__EXERCISE DESCRIPTION__.
In the entries below, find the line with "Target: dormer window" and the line with "Target: glass facade"; give again those lines and every line between them, exactly.

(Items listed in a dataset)
-- Opening Marker --
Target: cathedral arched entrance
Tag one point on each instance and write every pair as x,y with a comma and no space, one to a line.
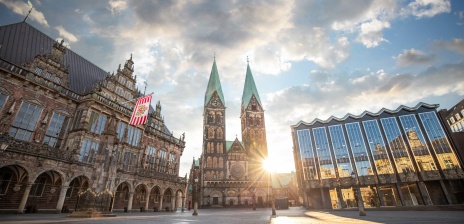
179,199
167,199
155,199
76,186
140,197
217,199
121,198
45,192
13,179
-- Closing Marker --
-- Opening Marker --
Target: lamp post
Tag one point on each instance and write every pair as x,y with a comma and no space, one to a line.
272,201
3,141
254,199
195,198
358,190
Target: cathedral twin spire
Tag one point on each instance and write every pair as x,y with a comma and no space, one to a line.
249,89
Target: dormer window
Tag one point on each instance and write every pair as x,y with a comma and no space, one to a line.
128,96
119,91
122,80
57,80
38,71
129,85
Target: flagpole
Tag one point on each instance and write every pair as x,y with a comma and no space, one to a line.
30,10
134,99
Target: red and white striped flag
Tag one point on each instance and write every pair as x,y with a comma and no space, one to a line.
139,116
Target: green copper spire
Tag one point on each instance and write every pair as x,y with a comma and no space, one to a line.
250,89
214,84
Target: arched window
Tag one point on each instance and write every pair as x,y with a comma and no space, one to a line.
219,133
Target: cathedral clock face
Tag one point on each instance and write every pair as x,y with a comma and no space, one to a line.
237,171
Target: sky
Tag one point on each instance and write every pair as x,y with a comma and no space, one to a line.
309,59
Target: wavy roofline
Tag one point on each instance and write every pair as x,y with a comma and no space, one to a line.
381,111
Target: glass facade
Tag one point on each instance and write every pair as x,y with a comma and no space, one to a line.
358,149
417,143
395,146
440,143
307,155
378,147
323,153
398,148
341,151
-- Closing Marker --
__SOLUTION TO THIS EXERCISE__.
Target: dormer window
Tag one point on each instance and write every pair as x,y with a comma and no space, one to a line.
128,96
119,91
122,80
57,80
38,71
129,85
Target: flagpole
Tag one point on each instance and write every pair as x,y with a comma and no space, one to a line.
30,10
134,99
Target: red and white striped flag
Tag one point on each instance and write every pair as x,y with a comma and no space, one to a line.
139,116
Target: green copper spire
Tag one point on each instance and write every pair as x,y with a comma and no space, one to a line.
250,89
214,84
Target: arched window
Tag one point on each instance and write every pair as x,y with a comma and no space, one to a line.
219,133
Target: cathedral clock face
Tag one point on each instance and write every pair as x,y with a comma and no space, one to a line.
237,171
Target: sky
Tag one point on each instance and write every pair as x,y with a comma and no space, one to a line.
309,59
Target: wavy roofline
Tag one point on each instance and write every pair as x,y with a comma and no space, one to a line.
381,111
Target: glass facade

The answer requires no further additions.